- [Exercise requirements]: Look through the entries for the string "data" and copy every line where it shows up.

%%

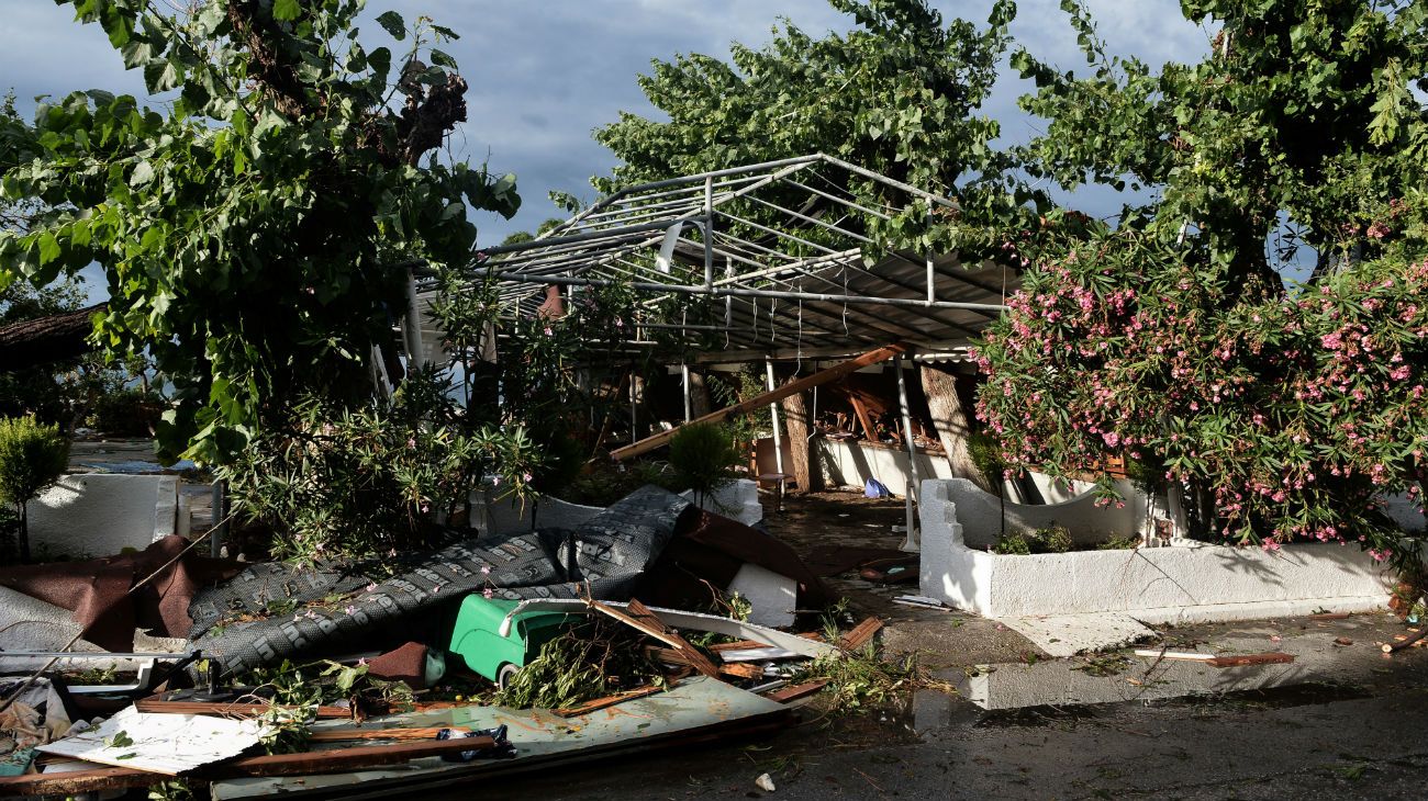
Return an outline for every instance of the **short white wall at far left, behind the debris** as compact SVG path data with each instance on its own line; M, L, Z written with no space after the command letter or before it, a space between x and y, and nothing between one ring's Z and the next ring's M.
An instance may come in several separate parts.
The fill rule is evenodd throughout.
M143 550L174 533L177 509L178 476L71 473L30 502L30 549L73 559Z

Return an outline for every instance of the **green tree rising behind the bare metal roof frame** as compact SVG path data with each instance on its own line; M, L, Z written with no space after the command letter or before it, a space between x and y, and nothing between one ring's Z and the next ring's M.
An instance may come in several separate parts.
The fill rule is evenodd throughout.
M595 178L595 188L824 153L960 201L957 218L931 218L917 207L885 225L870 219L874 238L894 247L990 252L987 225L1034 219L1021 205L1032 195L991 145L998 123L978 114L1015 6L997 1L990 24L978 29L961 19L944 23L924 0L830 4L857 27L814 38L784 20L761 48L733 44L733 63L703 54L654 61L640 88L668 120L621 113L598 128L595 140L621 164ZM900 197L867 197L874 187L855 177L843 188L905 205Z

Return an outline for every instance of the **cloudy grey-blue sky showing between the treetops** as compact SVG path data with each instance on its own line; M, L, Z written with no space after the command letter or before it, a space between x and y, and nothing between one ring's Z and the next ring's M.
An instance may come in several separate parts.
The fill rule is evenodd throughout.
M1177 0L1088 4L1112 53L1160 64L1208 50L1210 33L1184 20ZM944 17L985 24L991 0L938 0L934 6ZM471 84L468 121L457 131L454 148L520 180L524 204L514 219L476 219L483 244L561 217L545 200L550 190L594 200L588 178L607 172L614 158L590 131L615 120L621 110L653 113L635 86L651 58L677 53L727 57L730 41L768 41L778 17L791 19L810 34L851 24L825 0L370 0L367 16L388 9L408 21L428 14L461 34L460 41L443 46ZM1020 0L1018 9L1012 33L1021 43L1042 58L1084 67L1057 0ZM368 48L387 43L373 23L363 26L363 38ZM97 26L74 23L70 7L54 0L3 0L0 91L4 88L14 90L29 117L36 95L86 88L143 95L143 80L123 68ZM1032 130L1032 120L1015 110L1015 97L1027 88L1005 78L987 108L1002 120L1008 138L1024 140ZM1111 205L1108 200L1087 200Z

%%
%%

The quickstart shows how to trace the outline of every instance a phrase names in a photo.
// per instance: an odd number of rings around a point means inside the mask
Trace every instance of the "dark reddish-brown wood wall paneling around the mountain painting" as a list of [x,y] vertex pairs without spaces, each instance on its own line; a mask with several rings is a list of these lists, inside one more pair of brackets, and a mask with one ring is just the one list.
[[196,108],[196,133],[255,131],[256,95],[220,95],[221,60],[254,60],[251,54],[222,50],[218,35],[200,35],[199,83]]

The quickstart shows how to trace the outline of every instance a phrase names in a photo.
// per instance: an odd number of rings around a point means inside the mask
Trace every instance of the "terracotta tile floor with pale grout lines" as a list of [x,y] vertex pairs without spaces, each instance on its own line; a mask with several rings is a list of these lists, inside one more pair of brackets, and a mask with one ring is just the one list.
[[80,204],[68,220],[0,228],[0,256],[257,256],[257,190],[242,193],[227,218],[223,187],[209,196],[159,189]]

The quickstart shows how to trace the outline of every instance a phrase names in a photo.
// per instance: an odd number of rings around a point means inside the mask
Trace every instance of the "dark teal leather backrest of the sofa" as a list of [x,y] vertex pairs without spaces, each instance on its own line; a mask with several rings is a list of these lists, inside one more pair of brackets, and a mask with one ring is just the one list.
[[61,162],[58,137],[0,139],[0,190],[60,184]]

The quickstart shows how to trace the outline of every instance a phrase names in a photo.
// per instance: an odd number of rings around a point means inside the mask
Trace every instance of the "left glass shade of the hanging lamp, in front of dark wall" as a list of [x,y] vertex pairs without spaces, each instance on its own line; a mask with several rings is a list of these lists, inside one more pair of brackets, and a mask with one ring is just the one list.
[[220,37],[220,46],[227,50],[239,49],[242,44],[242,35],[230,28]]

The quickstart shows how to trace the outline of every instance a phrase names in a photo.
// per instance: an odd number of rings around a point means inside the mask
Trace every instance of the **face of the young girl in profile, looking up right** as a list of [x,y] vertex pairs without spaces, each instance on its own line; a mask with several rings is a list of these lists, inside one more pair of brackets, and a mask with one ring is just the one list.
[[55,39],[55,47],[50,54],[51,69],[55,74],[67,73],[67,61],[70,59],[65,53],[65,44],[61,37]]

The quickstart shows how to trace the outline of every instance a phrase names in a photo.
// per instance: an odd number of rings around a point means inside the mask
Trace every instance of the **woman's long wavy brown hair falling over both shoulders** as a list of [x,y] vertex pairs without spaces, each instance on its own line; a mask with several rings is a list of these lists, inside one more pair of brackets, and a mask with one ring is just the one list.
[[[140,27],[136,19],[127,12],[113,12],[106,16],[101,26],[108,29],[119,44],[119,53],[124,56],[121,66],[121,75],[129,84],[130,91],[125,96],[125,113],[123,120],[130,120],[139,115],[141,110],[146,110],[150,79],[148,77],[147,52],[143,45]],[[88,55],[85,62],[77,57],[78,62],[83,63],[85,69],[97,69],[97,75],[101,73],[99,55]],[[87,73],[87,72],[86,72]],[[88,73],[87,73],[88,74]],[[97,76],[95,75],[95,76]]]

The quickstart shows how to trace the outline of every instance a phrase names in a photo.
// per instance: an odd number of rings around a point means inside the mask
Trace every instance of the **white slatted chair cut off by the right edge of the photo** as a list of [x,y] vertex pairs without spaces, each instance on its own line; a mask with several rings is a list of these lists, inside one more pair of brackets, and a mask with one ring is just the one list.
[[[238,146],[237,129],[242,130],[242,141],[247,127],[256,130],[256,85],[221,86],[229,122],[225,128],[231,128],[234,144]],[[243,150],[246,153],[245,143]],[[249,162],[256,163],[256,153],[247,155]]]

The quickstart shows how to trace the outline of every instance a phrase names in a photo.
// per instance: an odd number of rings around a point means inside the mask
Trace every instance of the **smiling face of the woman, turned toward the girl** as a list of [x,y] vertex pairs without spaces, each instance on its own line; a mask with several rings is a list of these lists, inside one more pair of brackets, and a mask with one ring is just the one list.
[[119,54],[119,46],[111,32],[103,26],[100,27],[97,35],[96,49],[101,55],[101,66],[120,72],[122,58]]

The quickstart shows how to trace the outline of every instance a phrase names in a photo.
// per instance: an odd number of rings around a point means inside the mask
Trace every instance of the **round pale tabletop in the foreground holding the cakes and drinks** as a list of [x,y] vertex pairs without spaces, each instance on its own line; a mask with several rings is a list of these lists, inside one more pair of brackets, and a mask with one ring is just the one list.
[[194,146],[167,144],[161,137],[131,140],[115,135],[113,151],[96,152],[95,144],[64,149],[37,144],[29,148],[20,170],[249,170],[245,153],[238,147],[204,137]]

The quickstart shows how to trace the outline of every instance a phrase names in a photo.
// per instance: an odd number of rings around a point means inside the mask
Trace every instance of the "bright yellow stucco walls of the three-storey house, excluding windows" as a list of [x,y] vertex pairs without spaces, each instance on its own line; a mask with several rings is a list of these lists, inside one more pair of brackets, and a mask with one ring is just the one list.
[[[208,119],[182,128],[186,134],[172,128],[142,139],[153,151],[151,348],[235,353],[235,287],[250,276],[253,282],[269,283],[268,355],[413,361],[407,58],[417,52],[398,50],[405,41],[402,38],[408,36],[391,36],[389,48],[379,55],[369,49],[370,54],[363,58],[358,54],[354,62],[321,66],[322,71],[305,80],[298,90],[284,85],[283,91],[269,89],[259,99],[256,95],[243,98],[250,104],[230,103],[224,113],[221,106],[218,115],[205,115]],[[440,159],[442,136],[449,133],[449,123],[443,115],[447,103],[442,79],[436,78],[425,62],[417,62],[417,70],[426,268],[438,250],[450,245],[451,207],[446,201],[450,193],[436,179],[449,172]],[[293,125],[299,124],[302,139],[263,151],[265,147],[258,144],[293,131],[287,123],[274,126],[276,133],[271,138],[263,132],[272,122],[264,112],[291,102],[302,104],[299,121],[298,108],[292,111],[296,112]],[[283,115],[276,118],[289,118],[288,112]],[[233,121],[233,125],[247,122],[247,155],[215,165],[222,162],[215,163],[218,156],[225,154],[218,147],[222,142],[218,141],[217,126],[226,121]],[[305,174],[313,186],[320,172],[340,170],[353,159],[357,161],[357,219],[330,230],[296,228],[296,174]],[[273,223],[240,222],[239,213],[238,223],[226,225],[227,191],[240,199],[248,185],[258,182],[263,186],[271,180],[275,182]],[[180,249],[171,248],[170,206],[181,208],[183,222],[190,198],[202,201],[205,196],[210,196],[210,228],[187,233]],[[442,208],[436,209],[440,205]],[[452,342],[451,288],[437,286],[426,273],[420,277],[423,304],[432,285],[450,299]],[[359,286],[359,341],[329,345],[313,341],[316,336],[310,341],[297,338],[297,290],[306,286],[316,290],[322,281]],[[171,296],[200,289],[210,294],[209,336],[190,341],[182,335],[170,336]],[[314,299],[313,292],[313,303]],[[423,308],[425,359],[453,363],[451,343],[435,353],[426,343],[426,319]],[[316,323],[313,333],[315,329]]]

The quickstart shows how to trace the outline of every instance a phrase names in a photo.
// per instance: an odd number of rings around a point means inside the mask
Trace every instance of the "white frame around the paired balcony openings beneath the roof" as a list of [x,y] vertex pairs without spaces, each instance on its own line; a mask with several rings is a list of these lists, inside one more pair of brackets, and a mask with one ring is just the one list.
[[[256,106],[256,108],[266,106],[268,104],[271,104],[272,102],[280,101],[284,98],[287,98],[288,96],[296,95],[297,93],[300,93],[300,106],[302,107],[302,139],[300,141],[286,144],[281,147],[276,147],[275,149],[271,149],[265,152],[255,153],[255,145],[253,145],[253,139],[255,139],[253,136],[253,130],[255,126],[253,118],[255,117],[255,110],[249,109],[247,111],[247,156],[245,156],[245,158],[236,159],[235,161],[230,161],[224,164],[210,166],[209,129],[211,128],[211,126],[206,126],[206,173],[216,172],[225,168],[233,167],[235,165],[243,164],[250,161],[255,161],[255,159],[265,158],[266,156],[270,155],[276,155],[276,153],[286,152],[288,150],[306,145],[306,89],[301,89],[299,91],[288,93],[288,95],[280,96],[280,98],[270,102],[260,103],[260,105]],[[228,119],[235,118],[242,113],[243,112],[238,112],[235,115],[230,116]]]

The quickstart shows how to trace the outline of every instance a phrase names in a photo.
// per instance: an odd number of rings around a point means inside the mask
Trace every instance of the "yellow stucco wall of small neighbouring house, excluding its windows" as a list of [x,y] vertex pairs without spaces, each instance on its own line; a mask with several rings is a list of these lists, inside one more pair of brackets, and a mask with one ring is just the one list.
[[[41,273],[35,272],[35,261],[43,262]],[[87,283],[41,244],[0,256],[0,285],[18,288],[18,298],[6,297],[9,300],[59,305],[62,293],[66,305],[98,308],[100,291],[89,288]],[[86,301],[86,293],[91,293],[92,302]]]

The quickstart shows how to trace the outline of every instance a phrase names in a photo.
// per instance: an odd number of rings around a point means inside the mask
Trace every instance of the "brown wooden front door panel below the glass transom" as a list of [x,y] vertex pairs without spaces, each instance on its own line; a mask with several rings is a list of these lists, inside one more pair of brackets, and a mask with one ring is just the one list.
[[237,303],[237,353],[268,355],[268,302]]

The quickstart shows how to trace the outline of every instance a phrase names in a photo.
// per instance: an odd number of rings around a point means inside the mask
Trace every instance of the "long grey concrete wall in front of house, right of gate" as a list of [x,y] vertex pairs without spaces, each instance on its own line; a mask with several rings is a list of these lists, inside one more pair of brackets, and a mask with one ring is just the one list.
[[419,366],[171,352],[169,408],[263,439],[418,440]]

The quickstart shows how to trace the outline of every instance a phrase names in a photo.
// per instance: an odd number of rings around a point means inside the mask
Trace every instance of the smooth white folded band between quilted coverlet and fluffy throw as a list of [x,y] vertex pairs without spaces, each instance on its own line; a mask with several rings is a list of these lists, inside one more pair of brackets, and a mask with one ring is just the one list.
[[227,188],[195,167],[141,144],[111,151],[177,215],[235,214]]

%%

- [Result]:
Return an outline for every instance of the **short white wall at far left, behind the debris** as compact SVG path data with each instance on its own line; M, L, Z written with no space after the command letter or before it, a space between x and y, and nothing between one ring's Z and the next ring's M.
Return an outline for every instance of the **green tree rising behind the bare metal roof frame** as compact SVG path data with each instance on its own line; M, L, Z written with no space after the command letter or before it, a space between x and y, and nothing between one ring's Z and the next ring's M.
Return an outline for every instance of the **cloudy grey-blue sky showing between the treetops** as compact SVG path data with each instance on its own line; M, L, Z written with no space after the command letter or before it, a space between x and y, and nothing between one ring's Z and the next ring's M.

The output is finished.